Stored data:

==========

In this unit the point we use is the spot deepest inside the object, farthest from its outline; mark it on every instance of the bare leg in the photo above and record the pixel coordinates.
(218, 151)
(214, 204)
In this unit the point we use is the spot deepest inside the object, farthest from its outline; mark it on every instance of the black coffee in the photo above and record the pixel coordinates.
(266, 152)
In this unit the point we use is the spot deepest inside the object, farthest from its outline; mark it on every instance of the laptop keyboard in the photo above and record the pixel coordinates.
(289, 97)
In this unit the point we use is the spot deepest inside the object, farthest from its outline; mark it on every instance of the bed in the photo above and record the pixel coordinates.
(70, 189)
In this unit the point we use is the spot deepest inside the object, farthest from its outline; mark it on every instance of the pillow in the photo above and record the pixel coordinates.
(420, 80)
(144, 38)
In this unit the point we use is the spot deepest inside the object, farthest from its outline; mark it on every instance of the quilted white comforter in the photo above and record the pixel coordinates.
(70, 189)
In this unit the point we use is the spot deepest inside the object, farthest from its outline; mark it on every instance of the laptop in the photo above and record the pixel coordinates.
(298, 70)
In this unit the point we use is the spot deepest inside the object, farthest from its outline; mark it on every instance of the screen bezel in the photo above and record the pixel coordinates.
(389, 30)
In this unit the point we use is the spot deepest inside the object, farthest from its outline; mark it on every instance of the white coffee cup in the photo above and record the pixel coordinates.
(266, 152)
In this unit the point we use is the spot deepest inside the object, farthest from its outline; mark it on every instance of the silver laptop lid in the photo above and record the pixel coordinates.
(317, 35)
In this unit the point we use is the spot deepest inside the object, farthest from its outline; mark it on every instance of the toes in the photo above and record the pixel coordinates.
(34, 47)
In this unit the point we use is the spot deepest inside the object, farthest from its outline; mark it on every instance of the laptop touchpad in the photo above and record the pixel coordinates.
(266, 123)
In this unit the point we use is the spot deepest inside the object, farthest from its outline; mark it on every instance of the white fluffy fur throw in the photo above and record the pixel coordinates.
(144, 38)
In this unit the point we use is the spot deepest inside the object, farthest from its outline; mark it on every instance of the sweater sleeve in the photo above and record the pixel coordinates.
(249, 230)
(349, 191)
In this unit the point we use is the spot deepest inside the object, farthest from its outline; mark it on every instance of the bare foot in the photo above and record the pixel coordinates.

==========

- What to work on
Print each of the rows above once more, character for character and without any changes.

- The output
In this unit the point we use is the spot deepest inside the object, farthest from its outline; mark it on every instance of the bare leg in the photo above and record the pixel coordinates.
(218, 151)
(214, 204)
In this unit the point we use is the spot deepest inside the object, farthest from its outline; mark it on every instance of the black coffee in the photo above and record the pixel coordinates.
(266, 152)
In this unit the point we use is the spot deepest inside the object, farthest from its outline; mark it on every instance of the laptop keyboard in the photo above and record the pixel coordinates.
(289, 97)
In this unit the point we use is the spot deepest inside the object, farthest from its outline; mark it on every instance of the bed in the photo above and record the pixel coordinates.
(70, 189)
In this unit the point we use is the spot deepest inside the object, farthest from its outline; mark it on every instance of the pillow in the photo above and record the pixel coordinates.
(420, 80)
(144, 38)
In this unit the point we use is the spot deepest inside the object, farthest from its outline; mark it on every instance of the quilted white comforter in the photo above and record the pixel coordinates.
(70, 189)
In this unit the point we use is the spot deepest inside the object, farthest from its outline; mark it on every instance of the laptop in the photo above and record the pixel coordinates.
(298, 70)
In this unit the point we use is the spot deepest inside the object, farthest from its outline; mark it on every instance of the screen bezel in the photo above and record the pixel coordinates.
(389, 30)
In this unit the point we use is the spot deepest inside the object, farthest from its outline; mark it on every instance of the white coffee cup in the photo above and record the pixel coordinates.
(266, 152)
In this unit the point we use is the spot deepest inside the object, farthest from its outline; mark it on every instance of the silver laptop lid in the photo above and record the pixel coordinates.
(317, 35)
In this unit the point we use is the spot deepest inside the object, farthest from its outline; mark it on every instance of the toes in the photo above and record the pixel coordinates.
(34, 47)
In this unit the point we use is the spot deepest inside the object, farthest from its outline; mark it on every instance of the laptop touchpad in the photo above and record the pixel coordinates.
(266, 123)
In this unit the point we use is the spot deepest inside the object, farthest from its outline; mark it on every instance of the white fluffy fur throw in the photo above and record the pixel coordinates.
(144, 38)
In this unit the point we use is the spot deepest inside the object, farthest from its outline; mark it on every instance of the sweater sleeve in the photo above and record the pixel coordinates.
(249, 230)
(349, 191)
In this unit the point we use is the spot deepest inside the object, farthest from its outline; mark it on every instance of the bare foot in the photo above and record the pixel coordinates.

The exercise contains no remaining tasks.